- [What this task involves]: In the copy you make, keep each entry exactly as it is and leave out all images.

Records drawn from a dataset:
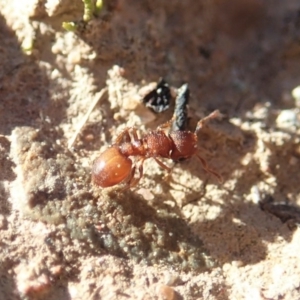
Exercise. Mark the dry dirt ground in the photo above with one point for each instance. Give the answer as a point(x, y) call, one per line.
point(188, 237)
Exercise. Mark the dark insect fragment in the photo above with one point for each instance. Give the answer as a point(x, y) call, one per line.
point(159, 98)
point(180, 117)
point(283, 211)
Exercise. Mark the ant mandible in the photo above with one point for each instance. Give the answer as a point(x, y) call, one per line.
point(114, 166)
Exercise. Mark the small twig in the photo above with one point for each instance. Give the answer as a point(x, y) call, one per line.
point(97, 98)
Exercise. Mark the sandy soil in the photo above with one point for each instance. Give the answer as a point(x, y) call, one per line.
point(185, 238)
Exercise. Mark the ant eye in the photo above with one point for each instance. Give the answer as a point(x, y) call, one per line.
point(182, 159)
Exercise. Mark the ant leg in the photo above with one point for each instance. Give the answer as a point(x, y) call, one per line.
point(163, 165)
point(134, 181)
point(207, 169)
point(213, 115)
point(166, 125)
point(134, 133)
point(123, 136)
point(169, 170)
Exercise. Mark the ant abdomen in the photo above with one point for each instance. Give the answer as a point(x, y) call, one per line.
point(111, 168)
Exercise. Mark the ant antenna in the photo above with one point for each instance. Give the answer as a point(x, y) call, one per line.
point(213, 115)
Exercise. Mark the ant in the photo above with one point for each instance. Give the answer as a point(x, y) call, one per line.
point(114, 166)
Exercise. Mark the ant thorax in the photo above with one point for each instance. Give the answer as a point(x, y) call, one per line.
point(133, 148)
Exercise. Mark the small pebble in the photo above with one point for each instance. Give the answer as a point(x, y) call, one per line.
point(165, 292)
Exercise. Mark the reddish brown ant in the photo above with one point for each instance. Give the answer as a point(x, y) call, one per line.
point(114, 166)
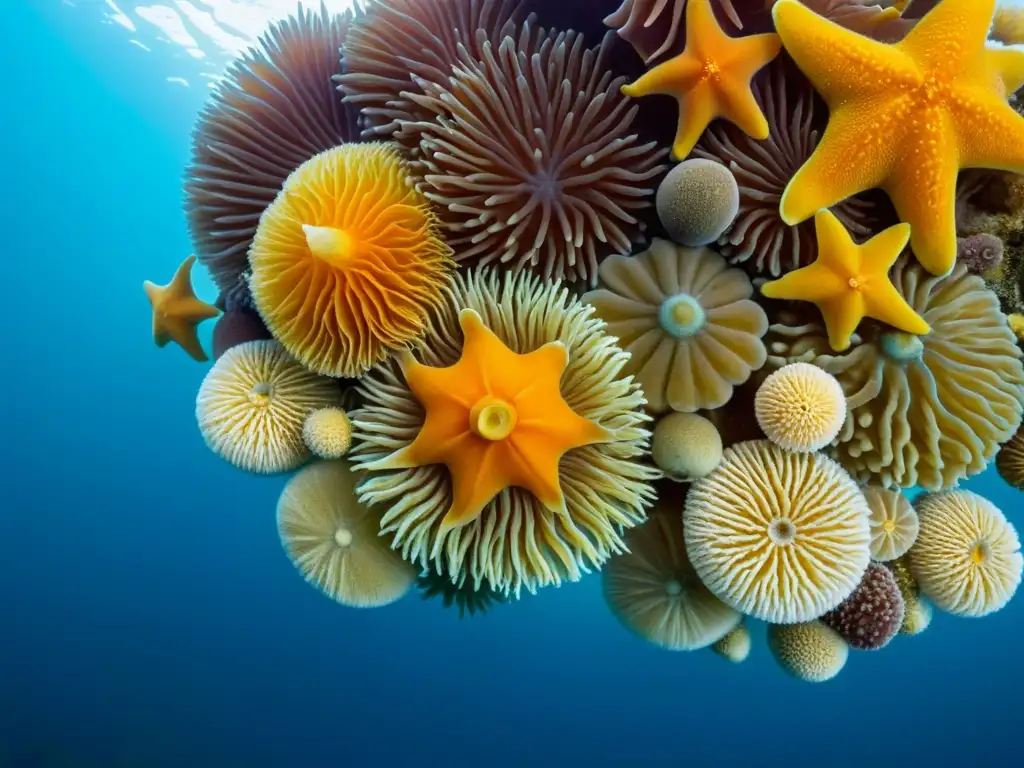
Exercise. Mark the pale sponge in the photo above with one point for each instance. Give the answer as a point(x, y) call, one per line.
point(696, 202)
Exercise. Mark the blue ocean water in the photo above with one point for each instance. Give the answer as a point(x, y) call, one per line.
point(152, 619)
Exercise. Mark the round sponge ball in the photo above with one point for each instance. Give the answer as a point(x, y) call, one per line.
point(328, 432)
point(686, 446)
point(696, 202)
point(800, 408)
point(812, 652)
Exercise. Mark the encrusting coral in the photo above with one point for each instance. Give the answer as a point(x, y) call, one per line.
point(924, 411)
point(939, 94)
point(274, 109)
point(558, 200)
point(348, 260)
point(515, 542)
point(176, 311)
point(687, 322)
point(711, 78)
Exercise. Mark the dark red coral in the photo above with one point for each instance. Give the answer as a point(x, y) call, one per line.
point(869, 617)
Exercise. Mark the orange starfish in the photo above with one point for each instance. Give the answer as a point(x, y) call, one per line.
point(711, 78)
point(176, 311)
point(496, 419)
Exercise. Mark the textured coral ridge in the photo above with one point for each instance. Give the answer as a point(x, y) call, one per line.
point(516, 542)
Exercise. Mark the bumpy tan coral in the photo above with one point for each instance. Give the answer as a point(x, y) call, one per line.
point(923, 411)
point(687, 322)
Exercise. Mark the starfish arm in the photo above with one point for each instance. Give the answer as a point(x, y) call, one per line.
point(880, 253)
point(883, 302)
point(813, 283)
point(923, 188)
point(479, 476)
point(842, 316)
point(854, 155)
point(991, 133)
point(840, 62)
point(950, 38)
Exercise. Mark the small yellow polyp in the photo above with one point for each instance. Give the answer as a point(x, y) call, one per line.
point(493, 418)
point(330, 244)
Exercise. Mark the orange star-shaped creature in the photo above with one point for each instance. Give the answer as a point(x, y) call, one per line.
point(711, 78)
point(176, 311)
point(496, 419)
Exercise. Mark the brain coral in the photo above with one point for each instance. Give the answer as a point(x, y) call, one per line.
point(687, 322)
point(778, 536)
point(800, 408)
point(273, 110)
point(335, 542)
point(253, 402)
point(516, 542)
point(967, 558)
point(394, 44)
point(813, 651)
point(348, 260)
point(870, 616)
point(758, 239)
point(894, 523)
point(528, 155)
point(653, 590)
point(923, 411)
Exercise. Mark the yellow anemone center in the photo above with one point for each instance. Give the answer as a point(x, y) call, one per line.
point(493, 419)
point(333, 246)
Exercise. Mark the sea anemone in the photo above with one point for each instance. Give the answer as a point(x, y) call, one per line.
point(395, 43)
point(758, 238)
point(735, 646)
point(870, 616)
point(685, 446)
point(967, 558)
point(979, 253)
point(1010, 460)
point(697, 201)
point(653, 590)
point(894, 523)
point(516, 542)
point(328, 432)
point(687, 322)
point(237, 327)
point(273, 110)
point(335, 542)
point(800, 408)
point(812, 651)
point(348, 260)
point(253, 402)
point(923, 410)
point(527, 155)
point(469, 601)
point(778, 536)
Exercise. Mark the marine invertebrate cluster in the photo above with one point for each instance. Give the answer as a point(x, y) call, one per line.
point(408, 312)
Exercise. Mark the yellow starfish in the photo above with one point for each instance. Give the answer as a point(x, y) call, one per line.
point(496, 419)
point(176, 311)
point(850, 282)
point(905, 117)
point(711, 78)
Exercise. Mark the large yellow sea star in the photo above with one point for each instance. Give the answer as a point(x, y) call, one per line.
point(495, 419)
point(905, 117)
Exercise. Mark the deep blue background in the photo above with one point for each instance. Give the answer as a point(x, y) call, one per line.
point(151, 619)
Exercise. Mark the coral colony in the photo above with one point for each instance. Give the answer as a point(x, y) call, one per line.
point(501, 343)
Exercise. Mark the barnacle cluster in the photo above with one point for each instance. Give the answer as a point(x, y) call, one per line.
point(497, 344)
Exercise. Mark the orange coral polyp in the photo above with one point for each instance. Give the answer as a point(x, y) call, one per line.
point(496, 419)
point(348, 260)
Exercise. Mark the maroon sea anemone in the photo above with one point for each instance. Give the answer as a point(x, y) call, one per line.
point(869, 617)
point(529, 159)
point(395, 42)
point(758, 237)
point(274, 110)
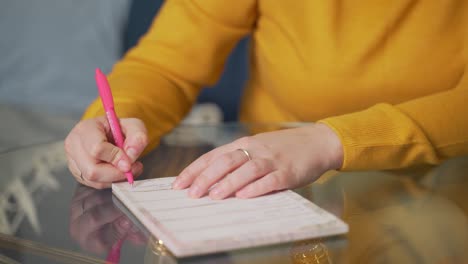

- [Solution]:
Exercise. Mark the dry dirt ground in the photo above with one point for each instance. Give the answer as a point(x, y) call, one per line.
point(188, 237)
Exercise. Mark the dark insect fragment in the photo above with one point for each instance. Give the answer as a point(x, y) call, one per line.
point(159, 98)
point(180, 117)
point(283, 211)
Exercise. Mark the ant mandible in the photo above with one point for each instance. Give the answer as a point(x, y) call, one per line.
point(114, 166)
Exercise. Mark the small twig in the photo above with one point for each instance. Give the answer as a point(x, y) call, one per line.
point(97, 98)
Exercise. Mark the sandy soil in the photo above with one point for each instance. Give the answer as a point(x, y) call, one per line.
point(185, 238)
Exercise. Mark the ant eye in the photo above with one point for each instance. Give the answer as a point(x, y) call, one per line.
point(182, 159)
Exercise. Mark the ant leg in the photo above with one point for each instance. Give the answer as a point(x, y) call, one per line.
point(163, 165)
point(134, 181)
point(207, 169)
point(213, 115)
point(166, 125)
point(134, 133)
point(123, 136)
point(169, 170)
Exercise. Mark the ant abdomen in the photo above with one point for each instance. Give the answer as a point(x, y) call, one per line.
point(111, 168)
Exercise. Mark the ant antenna in the photo above with one point for each instance. Give the answer as a point(x, y) call, one per line.
point(213, 115)
Exercise. Mark the ant in the photo above with one point for each instance. Give the answer as a point(x, y) call, one per line.
point(114, 166)
Exercise. Mark the ant thorax in the photo above with one point for each instance. Give the answer as a point(x, y) call, one per line.
point(133, 148)
Exercise. Mark the small pebble in the photo above with one point for each instance. Give the answer as a point(x, y) call, one per line.
point(165, 292)
Exercise. Mark the reddish brown ant in the photo above with one point for each instance. Give the answer as a point(x, y) call, one per line.
point(114, 166)
Exercise. Mark the pale sponge in the photo above with one point for each instance. Give the answer as a point(x, y) call, one per line.
point(696, 202)
Exercise. Mark the blue ocean water in the photo above with one point for each instance. Give the answer as a point(x, y) call, one per line.
point(152, 619)
Exercise. Mark the round sponge ball in the photo above with one point for each instance. Give the answer as a point(x, y) call, one per line.
point(328, 432)
point(686, 446)
point(696, 202)
point(800, 408)
point(812, 652)
Exercise. Mark the encrusting coral in the photo above with one point for each instance. Give the answer as a point(x, y) call, one per line.
point(924, 411)
point(939, 94)
point(274, 109)
point(558, 200)
point(348, 260)
point(515, 542)
point(176, 311)
point(687, 322)
point(711, 78)
Exercise. Mark the dark red coral in the photo above with one point for each instance. Give the answer as a point(x, y) call, one per line.
point(869, 617)
Exercise. Mark the orange starfish in the photo above with one point for each instance. Give the answer as a point(x, y) call, one per line.
point(711, 78)
point(176, 311)
point(496, 419)
Exercise. Mark the textured coral ridge in the photo above with one point for each instance. Give the answer as a point(x, y) call, one per line.
point(516, 542)
Exercise. Mark the bumpy tan coral in the photo above with one point for each instance. Give the answer as a point(x, y) call, one per line.
point(923, 411)
point(687, 322)
Exercise. Mark the starfish arm in the photo above with one point for each instance. Give the answer as a point(x, y) call, one per line.
point(880, 253)
point(883, 302)
point(813, 283)
point(923, 188)
point(479, 476)
point(842, 316)
point(854, 155)
point(991, 133)
point(840, 62)
point(950, 38)
Exercise. Mark the small yellow polyp in the photo above with one point for each instance. Give the answer as a point(x, y) call, one per line.
point(493, 418)
point(330, 244)
Exercise. Mark the orange star-shaped creature in the photo above with one point for each instance. Give the answer as a point(x, y) call, one per line.
point(711, 78)
point(176, 311)
point(496, 419)
Exercise. Mark the brain coral in the photo above with one point for each instance. Give the answer as a point(x, y) call, one per line.
point(687, 322)
point(778, 536)
point(800, 408)
point(273, 110)
point(335, 542)
point(253, 402)
point(516, 542)
point(967, 558)
point(394, 44)
point(813, 651)
point(348, 260)
point(870, 616)
point(758, 239)
point(894, 523)
point(528, 155)
point(653, 590)
point(923, 411)
Exercise. Mark the yellow anemone center in the photo above with one point for each instance. Give the answer as a point(x, y) call, one per line.
point(493, 419)
point(333, 246)
Exercise. Mark the sea anemone in the photo above with one point for each instance. Give the answer as a point(x, y) call, one per line.
point(395, 43)
point(758, 238)
point(735, 646)
point(870, 616)
point(685, 446)
point(967, 558)
point(979, 253)
point(1010, 460)
point(697, 201)
point(653, 590)
point(894, 523)
point(516, 542)
point(328, 432)
point(687, 322)
point(237, 327)
point(273, 110)
point(335, 542)
point(800, 408)
point(812, 651)
point(348, 260)
point(253, 402)
point(923, 410)
point(527, 155)
point(469, 601)
point(778, 536)
Exercise. Mark the marine invertebrate cluster in the photo above with one point for each instance. Give the answer as a point(x, y) call, one per line.
point(408, 312)
Exercise. Mark the yellow starfish in the photo above with one point for each instance. Give the answer as a point(x, y) call, one per line.
point(496, 419)
point(176, 311)
point(850, 282)
point(905, 117)
point(711, 78)
Exercise. Mark the large yellow sea star in the photo above with one point for each instance. Give the answer as a point(x, y) call, one per line.
point(495, 419)
point(905, 117)
Exercise. Mark the deep blue background in the photo above with one point for each instance. Give the answer as a point(x, y) call, one per line.
point(151, 619)
Exercise. Mark the coral colony in the photo above with one point for each instance. Give the answer as a point(x, y) call, one per line.
point(501, 343)
Exercise. Mark the barnacle cluster in the photo above with one point for each instance. Give the answer as a point(x, y) call, one per line.
point(497, 344)
Exercise. Mark the orange coral polyp in the photo above with one point for each instance. Give the answer as a point(x, y) call, one per line.
point(496, 419)
point(348, 260)
Exercise. Mark the maroon sea anemone in the photo above with one point for each instance. Give the answer as a point(x, y) call, one per line.
point(869, 617)
point(529, 159)
point(395, 42)
point(758, 237)
point(274, 110)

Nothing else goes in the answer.